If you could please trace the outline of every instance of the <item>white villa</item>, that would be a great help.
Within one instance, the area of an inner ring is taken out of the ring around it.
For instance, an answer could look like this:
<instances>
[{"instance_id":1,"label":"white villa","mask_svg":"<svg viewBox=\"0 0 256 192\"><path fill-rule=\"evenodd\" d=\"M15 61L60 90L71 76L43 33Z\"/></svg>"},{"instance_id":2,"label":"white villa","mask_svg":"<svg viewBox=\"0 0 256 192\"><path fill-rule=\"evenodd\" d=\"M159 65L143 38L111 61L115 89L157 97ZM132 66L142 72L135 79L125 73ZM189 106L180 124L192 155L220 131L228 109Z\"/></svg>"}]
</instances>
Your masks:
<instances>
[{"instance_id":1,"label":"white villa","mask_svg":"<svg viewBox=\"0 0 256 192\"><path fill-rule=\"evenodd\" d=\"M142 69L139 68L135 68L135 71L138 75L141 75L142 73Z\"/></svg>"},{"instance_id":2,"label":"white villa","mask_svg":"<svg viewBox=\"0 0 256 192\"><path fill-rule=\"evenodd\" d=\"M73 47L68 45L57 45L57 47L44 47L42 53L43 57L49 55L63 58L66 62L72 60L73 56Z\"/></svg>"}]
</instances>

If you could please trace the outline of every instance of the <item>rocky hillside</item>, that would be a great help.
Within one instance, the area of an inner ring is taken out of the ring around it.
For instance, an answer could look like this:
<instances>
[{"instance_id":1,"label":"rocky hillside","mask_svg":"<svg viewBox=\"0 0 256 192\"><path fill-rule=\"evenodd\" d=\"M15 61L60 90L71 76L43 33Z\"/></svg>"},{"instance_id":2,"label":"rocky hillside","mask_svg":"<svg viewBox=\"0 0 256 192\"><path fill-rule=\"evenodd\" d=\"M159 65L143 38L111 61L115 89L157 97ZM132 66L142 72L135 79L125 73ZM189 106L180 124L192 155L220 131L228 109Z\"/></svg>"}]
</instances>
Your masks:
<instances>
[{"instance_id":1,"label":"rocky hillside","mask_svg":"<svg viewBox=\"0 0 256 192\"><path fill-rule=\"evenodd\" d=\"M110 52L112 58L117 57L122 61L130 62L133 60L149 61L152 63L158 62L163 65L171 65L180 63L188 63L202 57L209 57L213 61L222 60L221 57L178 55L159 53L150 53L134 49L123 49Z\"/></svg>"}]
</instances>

--

## Problem to solve
Show every line of the records above that contains the word "hillside", copying each line in full.

## Answer in full
If you could please trace the outline of every instance of the <item>rocky hillside</item>, that would be a great help.
[{"instance_id":1,"label":"rocky hillside","mask_svg":"<svg viewBox=\"0 0 256 192\"><path fill-rule=\"evenodd\" d=\"M15 61L60 90L71 76L43 33Z\"/></svg>"},{"instance_id":2,"label":"rocky hillside","mask_svg":"<svg viewBox=\"0 0 256 192\"><path fill-rule=\"evenodd\" d=\"M159 65L143 38L111 61L115 89L157 97ZM132 66L142 72L135 79L125 73ZM189 106L180 124L192 155L220 131L228 109Z\"/></svg>"}]
[{"instance_id":1,"label":"rocky hillside","mask_svg":"<svg viewBox=\"0 0 256 192\"><path fill-rule=\"evenodd\" d=\"M110 52L112 58L117 57L122 61L130 62L133 60L149 61L152 63L158 62L163 65L171 65L180 63L188 63L202 57L209 57L213 61L222 60L221 57L178 55L159 53L150 53L134 49L123 49Z\"/></svg>"}]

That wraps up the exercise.